[Detection examples]
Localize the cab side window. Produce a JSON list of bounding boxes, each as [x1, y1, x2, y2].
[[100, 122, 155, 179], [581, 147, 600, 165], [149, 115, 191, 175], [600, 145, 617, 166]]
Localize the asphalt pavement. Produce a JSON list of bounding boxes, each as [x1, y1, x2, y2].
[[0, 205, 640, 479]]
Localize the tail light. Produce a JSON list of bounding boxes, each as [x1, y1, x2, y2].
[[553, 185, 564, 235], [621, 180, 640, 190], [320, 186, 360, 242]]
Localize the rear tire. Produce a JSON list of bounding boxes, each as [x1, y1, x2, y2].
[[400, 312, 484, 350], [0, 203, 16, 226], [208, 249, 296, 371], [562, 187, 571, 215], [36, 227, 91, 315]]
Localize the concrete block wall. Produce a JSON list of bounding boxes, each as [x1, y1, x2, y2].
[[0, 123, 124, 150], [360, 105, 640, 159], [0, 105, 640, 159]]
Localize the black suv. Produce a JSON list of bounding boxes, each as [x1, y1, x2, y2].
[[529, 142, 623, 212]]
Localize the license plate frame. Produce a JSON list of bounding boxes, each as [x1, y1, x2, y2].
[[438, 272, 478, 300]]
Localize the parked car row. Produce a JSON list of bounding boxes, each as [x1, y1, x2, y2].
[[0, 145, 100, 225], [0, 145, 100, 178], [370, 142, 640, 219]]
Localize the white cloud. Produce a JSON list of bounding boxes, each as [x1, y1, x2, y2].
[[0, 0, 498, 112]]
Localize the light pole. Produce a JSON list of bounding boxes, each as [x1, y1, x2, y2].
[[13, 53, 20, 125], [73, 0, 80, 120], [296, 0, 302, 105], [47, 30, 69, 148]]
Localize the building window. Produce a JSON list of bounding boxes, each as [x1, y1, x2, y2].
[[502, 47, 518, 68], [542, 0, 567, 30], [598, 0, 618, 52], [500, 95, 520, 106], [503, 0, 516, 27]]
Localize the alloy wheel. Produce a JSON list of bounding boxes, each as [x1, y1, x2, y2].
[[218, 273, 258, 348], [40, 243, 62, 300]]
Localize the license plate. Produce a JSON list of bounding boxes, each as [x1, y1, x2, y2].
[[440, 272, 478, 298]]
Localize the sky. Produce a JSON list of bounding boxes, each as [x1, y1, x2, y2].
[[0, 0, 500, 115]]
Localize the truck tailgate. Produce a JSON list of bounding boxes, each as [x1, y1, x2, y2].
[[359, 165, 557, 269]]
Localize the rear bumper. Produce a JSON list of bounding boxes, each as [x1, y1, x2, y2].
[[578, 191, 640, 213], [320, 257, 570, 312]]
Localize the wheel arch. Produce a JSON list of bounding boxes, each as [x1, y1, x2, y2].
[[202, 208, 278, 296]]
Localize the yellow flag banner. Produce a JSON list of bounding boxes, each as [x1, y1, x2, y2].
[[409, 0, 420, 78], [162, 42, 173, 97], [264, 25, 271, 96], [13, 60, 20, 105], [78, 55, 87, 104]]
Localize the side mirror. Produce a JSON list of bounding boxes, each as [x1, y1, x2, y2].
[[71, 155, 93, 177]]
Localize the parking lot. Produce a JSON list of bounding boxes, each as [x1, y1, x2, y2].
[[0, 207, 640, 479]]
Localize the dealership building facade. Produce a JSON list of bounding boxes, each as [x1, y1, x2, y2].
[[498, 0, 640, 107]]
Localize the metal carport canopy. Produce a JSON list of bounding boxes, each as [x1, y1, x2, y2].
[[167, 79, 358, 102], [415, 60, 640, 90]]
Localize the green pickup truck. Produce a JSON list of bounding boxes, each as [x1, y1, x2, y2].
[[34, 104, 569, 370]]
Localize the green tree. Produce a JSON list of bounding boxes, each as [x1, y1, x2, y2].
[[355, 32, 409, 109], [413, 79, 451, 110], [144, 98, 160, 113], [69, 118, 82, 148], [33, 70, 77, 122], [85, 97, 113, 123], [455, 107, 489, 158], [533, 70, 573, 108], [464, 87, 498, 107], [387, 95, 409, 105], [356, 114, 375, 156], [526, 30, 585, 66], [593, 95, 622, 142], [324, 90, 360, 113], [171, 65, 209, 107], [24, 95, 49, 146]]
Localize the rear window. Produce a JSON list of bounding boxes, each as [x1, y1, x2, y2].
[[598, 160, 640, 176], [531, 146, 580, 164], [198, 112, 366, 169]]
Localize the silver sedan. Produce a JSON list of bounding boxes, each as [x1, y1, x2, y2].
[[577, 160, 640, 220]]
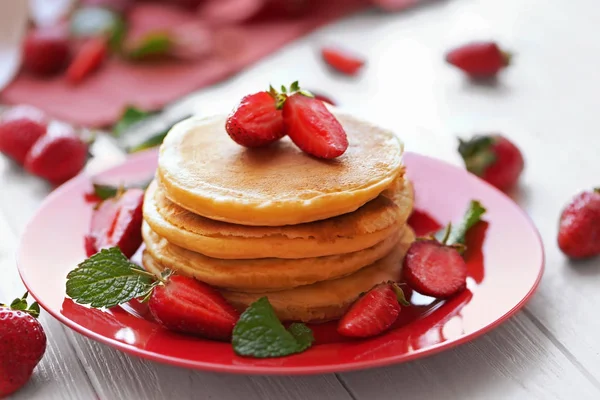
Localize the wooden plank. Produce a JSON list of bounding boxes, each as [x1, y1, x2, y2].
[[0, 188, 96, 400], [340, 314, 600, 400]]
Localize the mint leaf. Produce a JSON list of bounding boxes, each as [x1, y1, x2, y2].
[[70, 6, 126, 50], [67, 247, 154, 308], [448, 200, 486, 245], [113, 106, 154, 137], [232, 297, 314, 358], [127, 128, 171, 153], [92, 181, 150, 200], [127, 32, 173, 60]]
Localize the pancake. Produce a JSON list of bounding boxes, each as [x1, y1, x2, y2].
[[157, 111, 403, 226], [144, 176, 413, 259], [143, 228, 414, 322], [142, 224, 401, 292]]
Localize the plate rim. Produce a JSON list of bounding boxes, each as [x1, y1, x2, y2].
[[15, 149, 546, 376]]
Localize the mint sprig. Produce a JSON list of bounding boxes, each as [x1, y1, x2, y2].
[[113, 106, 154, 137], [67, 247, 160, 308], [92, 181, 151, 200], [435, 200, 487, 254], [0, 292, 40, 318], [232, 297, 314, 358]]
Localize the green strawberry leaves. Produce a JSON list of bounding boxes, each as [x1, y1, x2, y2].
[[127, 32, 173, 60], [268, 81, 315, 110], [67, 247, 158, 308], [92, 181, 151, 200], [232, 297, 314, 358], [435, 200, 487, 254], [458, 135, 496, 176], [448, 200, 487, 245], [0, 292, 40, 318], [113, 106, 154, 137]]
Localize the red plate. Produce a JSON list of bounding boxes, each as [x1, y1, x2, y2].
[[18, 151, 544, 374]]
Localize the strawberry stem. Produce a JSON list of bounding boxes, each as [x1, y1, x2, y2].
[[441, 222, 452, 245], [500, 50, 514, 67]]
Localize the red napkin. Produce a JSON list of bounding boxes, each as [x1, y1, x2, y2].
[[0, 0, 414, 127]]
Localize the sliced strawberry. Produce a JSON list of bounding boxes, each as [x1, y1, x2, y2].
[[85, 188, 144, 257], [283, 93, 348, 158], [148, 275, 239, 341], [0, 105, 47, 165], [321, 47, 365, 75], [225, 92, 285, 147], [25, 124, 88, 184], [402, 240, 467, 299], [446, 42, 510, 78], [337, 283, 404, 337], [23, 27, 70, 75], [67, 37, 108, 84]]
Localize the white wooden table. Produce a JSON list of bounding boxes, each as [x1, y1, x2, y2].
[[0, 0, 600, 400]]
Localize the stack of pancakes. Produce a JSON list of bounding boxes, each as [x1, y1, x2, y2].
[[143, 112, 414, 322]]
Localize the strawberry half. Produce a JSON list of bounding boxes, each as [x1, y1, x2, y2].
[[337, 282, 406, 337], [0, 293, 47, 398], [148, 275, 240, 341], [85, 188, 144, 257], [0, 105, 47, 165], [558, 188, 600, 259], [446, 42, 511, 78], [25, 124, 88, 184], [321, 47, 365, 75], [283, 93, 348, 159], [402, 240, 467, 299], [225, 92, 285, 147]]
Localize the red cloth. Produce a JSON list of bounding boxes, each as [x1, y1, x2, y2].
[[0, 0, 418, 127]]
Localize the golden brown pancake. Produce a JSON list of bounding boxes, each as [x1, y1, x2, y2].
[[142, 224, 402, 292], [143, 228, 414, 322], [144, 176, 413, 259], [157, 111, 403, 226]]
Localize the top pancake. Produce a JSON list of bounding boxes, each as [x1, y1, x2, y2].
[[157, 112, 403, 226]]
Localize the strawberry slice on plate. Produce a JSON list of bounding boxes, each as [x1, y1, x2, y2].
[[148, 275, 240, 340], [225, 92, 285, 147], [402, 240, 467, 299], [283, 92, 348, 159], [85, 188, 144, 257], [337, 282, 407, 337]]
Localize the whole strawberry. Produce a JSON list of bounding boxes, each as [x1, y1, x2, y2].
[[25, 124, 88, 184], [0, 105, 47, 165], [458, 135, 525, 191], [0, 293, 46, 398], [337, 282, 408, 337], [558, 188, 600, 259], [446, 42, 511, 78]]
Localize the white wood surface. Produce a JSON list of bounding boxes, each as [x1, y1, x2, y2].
---
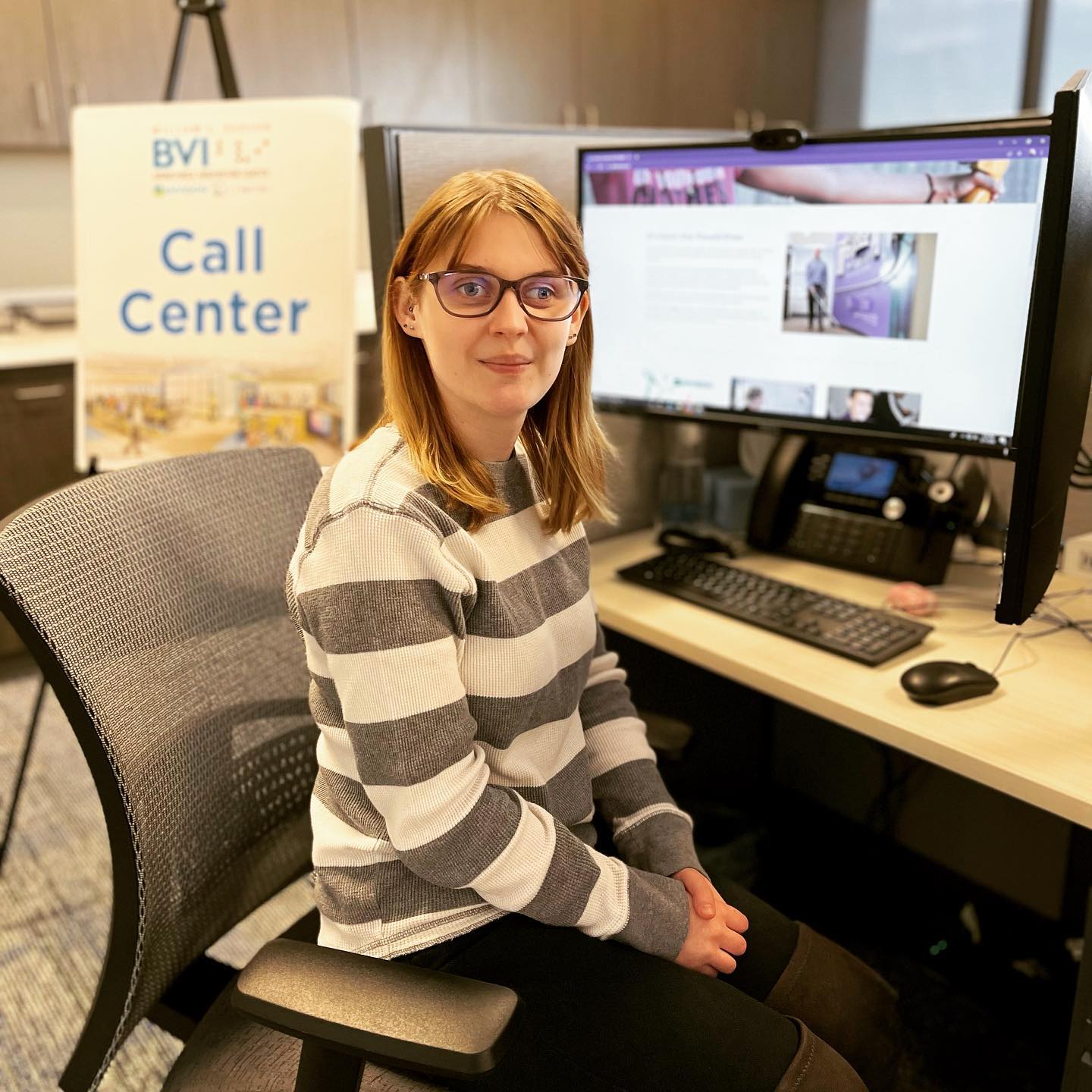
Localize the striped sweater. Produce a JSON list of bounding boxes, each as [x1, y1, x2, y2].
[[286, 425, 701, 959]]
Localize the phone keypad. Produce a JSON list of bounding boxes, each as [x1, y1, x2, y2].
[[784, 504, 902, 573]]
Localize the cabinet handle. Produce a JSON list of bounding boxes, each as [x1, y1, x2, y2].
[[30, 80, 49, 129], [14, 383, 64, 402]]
==
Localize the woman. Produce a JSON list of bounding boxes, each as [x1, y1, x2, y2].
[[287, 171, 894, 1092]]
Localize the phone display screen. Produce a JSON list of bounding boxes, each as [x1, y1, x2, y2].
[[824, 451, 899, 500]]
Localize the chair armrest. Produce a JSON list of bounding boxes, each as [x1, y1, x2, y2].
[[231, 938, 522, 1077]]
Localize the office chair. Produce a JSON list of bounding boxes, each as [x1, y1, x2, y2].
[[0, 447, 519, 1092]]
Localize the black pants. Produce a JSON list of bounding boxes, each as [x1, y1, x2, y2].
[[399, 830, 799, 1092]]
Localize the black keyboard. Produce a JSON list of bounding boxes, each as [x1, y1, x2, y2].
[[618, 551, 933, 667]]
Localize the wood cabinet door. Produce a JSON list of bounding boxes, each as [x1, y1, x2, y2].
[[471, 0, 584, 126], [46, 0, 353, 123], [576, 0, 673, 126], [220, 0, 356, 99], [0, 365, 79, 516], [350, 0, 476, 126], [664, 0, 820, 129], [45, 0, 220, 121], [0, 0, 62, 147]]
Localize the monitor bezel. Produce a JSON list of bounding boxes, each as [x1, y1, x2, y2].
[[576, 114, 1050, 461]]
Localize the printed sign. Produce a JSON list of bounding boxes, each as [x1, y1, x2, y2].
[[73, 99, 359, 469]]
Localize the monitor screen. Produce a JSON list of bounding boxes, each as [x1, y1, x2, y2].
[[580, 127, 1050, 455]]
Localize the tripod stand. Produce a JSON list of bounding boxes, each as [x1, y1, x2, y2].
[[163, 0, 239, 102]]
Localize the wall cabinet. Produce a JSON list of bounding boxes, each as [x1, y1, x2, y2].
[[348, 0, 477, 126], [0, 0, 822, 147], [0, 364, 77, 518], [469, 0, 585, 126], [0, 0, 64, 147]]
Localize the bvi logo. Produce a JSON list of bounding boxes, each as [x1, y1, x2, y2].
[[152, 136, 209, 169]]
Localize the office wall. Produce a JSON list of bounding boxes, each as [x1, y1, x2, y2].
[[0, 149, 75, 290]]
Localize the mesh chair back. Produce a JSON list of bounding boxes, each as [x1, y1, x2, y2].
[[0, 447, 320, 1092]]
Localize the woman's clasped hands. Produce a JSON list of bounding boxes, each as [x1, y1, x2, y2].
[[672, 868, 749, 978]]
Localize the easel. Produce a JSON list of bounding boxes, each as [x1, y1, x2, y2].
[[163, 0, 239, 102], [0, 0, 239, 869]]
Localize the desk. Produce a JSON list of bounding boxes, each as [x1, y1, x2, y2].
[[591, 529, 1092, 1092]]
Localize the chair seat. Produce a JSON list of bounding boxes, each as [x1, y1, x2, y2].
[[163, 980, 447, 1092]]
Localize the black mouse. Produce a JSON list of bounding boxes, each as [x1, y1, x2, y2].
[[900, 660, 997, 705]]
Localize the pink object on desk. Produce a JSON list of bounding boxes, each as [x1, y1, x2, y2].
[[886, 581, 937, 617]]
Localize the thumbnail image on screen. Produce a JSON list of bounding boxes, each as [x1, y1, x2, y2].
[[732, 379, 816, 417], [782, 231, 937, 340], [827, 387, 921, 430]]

- **Directive**:
Please arrange the part of the rows that opens with the line containing "Localize the mint sprig." and closes with the line containing "297, 314, 358]]" as a numbered list, including both of those lines and leaving out any blank lines.

- **Result of the exercise**:
1. Localize the mint sprig. Produce a JSON list of bounding boxes, each as [x1, y1, x2, y2].
2. [[113, 106, 154, 137], [67, 247, 160, 308], [92, 181, 151, 200], [435, 200, 487, 254], [0, 292, 40, 318], [232, 297, 314, 358]]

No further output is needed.